§ Stated problem A: According to the mailing-list post, which standard library module directly supports advancing through files until a condition is met?

[Python-Dev] yield back-and-forth?

Alex Martelli aleaxit at gmail.com
Sat Jan 21 06:57:00 CET 2006


On Jan 20, 2006, at 1:39 PM, Phillip J. Eby wrote:

> At 11:19 AM 01/20/2006 -0800, Guido van Rossum wrote:
>> (There *are*other uses besides the trampoline,
>> right? :-)
>
> It's easy to come up with use cases where you feed data *into* a  
> generator
> (parsers and pipelines, for example).  I just don't know of any
> "simultaneous bidirectional" uses other than in association with a
> coroutine scheduler, or a dedicated pipelining tool.  In both the  
> coroutine

Hmm, what about an iterator of iterators, where the sub-iterators  
need to be advanced until some condition is satisfied, then processed  
from that point onwards (only those subiterators for which some item  
did satisfy the condition).  E.g.:

goodfiles = []
for afile in manyfiles:
   for aline in afile:
     if aline.startswith('*starthere*'):
       goodfiles.append(afile)
       break
for afile in goodfiles: ...

I'm sure we've all met this kind of issue (indeed, standard library  
module fileinput does support this case directly, by wrapping the  
double loop into one yielding lines, and still providing ways to get  
the current file and skipping to the next file).

It might be nice to wrap the general logic (double nested looping &c)

§ Stated problem B: Edit the records from the line with "wooden post with a single point per instance." through the end of the records, replacing "cloudy sky" with "overcast sky" and leaving everything else unchanged.

§ Given information:
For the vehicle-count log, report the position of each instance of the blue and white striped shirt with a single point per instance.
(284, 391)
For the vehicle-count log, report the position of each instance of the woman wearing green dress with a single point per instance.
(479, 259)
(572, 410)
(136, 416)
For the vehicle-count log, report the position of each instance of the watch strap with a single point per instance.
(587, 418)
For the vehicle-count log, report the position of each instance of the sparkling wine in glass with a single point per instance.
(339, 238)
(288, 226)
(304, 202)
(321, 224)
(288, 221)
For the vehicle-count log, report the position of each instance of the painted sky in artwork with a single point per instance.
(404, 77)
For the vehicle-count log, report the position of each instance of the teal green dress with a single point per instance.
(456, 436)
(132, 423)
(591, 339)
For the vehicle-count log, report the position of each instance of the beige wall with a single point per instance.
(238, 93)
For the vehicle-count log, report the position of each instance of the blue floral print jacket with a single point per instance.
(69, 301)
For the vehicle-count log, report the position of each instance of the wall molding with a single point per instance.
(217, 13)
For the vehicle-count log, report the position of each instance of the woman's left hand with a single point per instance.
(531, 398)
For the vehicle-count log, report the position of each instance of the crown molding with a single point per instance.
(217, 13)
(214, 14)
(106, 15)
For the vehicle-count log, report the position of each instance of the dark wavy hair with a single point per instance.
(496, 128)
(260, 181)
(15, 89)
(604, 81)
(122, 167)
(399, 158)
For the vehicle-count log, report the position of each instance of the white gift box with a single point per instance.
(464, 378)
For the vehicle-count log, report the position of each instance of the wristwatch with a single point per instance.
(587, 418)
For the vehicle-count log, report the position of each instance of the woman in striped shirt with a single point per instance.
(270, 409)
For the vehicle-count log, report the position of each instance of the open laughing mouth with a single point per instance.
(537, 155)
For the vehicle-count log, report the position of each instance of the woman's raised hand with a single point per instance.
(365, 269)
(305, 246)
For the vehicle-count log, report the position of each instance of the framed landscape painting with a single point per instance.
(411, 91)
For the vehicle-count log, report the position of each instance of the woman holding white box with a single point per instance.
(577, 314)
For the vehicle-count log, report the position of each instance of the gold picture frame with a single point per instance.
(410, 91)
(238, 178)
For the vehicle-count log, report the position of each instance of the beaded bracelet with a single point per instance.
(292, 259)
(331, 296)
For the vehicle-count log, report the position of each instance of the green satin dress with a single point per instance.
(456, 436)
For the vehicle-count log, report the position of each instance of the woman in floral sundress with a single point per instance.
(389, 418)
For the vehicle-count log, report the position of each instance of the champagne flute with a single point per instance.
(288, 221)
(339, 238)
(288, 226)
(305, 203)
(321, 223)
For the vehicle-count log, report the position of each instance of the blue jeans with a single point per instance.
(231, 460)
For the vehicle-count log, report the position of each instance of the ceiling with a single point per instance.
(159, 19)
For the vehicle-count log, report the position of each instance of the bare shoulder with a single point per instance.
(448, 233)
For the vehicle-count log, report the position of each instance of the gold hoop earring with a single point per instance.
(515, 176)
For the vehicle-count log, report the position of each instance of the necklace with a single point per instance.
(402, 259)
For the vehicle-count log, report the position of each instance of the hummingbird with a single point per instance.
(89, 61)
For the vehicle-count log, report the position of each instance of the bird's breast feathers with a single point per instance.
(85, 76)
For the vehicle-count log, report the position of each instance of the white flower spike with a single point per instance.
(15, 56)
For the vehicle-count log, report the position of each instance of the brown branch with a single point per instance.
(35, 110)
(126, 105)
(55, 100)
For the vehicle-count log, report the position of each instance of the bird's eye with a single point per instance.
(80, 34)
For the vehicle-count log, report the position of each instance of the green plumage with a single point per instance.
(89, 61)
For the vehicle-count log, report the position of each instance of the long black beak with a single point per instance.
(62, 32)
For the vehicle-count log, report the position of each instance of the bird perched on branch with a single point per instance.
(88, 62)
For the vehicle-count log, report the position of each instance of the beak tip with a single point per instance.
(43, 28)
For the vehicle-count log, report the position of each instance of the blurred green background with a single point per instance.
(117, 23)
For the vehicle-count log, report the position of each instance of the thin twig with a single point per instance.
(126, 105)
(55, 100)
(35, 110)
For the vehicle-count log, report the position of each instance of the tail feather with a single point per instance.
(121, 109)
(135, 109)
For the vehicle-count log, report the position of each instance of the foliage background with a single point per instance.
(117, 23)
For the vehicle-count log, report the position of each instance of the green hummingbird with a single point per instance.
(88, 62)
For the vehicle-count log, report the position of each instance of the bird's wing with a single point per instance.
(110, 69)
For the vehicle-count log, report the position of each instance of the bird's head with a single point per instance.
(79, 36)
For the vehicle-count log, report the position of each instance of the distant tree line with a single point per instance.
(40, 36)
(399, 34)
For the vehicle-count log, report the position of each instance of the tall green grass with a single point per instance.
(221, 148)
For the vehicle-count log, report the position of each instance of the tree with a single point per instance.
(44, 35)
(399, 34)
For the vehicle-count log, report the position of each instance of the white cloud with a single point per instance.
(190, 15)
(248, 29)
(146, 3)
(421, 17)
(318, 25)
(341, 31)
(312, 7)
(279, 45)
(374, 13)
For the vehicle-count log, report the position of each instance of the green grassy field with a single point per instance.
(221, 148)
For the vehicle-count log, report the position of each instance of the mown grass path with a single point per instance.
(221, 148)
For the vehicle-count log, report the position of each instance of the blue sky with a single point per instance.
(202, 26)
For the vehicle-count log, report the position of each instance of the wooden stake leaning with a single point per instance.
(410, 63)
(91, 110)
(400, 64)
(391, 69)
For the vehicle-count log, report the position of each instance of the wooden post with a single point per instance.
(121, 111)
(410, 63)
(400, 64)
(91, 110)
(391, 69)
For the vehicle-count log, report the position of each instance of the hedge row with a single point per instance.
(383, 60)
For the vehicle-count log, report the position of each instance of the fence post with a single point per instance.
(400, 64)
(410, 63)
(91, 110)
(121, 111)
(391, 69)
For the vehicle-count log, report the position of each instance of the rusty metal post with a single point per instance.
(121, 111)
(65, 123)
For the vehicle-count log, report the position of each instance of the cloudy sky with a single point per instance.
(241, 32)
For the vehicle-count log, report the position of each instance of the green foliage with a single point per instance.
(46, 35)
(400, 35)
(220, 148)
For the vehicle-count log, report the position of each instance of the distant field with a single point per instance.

§ Exercise answer A: fileinput

§ Exercise answer B:
For the vehicle-count log, report the position of each instance of the wooden post with a single point per instance.
(121, 111)
(410, 63)
(400, 64)
(91, 110)
(391, 69)
For the vehicle-count log, report the position of each instance of the hedge row with a single point per instance.
(383, 60)
For the vehicle-count log, report the position of each instance of the fence post with a single point per instance.
(400, 64)
(410, 63)
(91, 110)
(121, 111)
(391, 69)
For the vehicle-count log, report the position of each instance of the rusty metal post with a single point per instance.
(121, 111)
(65, 123)
For the vehicle-count log, report the position of each instance of the overcast sky with a single point per instance.
(241, 32)
For the vehicle-count log, report the position of each instance of the green foliage with a single point per instance.
(46, 35)
(400, 35)
(220, 148)
For the vehicle-count log, report the position of each instance of the distant field with a single point per instance.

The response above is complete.